■ Required work ■
Rescale the material from the line with "TARGET = traffic light arm" to the line with "[(170, 167)]", both lines included. Reproduce every line, requests included, but multiply each point coordinate in the answers by 1.55 and round it to a whole number, with halves rounded up, and return only those lines.
===== Provided records
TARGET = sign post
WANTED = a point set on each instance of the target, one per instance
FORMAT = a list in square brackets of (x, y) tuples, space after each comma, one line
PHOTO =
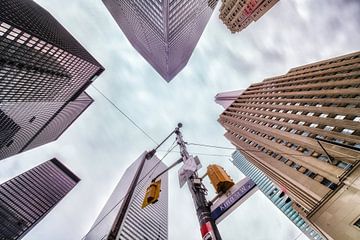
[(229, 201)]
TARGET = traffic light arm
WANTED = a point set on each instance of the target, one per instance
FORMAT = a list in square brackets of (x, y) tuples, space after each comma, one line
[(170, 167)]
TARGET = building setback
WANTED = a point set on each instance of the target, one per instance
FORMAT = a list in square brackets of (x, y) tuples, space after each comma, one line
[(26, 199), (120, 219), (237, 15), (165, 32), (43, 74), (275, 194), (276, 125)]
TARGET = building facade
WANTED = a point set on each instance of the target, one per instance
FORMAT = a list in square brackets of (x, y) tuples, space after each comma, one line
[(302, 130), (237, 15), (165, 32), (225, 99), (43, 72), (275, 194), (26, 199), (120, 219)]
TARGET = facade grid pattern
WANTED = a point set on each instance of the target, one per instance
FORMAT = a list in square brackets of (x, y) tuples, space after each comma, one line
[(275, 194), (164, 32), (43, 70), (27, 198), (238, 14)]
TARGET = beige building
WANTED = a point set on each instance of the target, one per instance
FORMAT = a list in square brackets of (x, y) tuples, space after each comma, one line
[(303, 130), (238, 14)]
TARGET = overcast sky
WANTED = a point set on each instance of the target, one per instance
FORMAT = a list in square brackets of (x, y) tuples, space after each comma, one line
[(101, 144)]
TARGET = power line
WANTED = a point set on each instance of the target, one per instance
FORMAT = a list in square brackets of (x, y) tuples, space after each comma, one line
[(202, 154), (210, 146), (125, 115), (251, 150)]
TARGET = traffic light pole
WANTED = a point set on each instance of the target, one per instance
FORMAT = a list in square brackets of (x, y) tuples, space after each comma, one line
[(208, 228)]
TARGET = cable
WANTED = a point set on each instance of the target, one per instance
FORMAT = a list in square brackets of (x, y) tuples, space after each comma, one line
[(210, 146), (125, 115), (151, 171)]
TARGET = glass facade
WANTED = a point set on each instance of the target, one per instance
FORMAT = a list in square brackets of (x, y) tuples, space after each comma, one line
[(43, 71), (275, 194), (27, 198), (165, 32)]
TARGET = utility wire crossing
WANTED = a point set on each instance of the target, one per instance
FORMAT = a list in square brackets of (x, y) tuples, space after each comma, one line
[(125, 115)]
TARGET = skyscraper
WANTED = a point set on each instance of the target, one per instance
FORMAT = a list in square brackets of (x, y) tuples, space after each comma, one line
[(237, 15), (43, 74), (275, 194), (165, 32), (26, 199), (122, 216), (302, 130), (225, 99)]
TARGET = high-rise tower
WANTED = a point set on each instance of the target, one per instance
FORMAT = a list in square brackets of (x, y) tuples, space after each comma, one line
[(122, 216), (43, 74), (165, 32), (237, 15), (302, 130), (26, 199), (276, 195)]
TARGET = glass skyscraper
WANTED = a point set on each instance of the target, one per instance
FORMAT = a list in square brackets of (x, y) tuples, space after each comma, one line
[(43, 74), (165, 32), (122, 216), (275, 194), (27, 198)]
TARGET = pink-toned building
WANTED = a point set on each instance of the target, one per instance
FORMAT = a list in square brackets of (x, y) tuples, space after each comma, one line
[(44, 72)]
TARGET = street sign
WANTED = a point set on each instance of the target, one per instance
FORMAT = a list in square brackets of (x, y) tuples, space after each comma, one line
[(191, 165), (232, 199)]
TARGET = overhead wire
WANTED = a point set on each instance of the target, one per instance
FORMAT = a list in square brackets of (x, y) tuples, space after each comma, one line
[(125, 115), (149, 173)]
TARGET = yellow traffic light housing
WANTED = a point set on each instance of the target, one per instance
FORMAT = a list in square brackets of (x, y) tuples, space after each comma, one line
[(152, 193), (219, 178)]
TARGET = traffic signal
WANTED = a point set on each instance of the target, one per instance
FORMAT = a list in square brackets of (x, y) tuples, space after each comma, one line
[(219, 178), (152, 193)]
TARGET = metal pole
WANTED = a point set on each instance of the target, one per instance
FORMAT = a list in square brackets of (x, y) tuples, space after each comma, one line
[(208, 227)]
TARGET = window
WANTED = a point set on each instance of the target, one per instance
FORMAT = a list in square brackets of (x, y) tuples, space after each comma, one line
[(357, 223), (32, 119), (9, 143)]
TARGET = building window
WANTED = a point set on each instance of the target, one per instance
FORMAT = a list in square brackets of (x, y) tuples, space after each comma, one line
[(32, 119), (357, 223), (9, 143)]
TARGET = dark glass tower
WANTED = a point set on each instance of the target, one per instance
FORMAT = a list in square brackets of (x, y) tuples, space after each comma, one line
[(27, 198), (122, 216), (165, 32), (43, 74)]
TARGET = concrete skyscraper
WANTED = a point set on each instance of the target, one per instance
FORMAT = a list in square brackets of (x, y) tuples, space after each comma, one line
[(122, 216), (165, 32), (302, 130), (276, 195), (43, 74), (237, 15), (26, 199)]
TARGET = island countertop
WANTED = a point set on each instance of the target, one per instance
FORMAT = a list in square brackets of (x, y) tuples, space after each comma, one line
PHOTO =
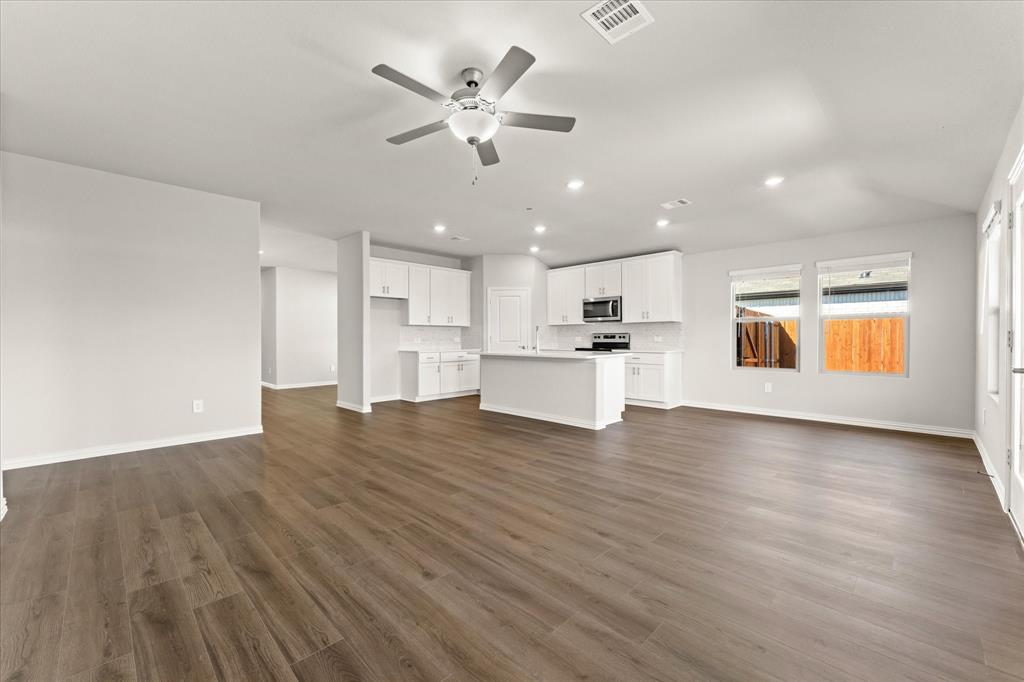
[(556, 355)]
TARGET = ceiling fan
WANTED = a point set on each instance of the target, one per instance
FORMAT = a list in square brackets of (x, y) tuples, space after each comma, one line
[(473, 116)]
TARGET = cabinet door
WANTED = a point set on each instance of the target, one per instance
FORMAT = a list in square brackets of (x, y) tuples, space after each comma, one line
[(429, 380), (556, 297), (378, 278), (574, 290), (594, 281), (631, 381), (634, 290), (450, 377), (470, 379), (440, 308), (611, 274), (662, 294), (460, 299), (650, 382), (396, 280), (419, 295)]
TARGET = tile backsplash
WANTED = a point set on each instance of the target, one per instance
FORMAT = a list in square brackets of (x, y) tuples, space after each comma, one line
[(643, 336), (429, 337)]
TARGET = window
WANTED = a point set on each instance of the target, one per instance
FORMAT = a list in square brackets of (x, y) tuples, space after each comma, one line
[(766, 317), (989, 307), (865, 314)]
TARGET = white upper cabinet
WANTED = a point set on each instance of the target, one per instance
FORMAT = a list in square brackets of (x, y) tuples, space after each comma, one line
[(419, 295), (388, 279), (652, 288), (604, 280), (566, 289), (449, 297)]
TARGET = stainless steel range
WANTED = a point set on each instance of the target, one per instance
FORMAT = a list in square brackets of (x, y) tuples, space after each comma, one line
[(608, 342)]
==========
■ Response ■
TARGET = traffic light arm
WANTED = a point set on each instance of the target, one per instance
FORMAT = a list in square brackets of (x, y) tuples, space after each comma, one line
[(264, 259)]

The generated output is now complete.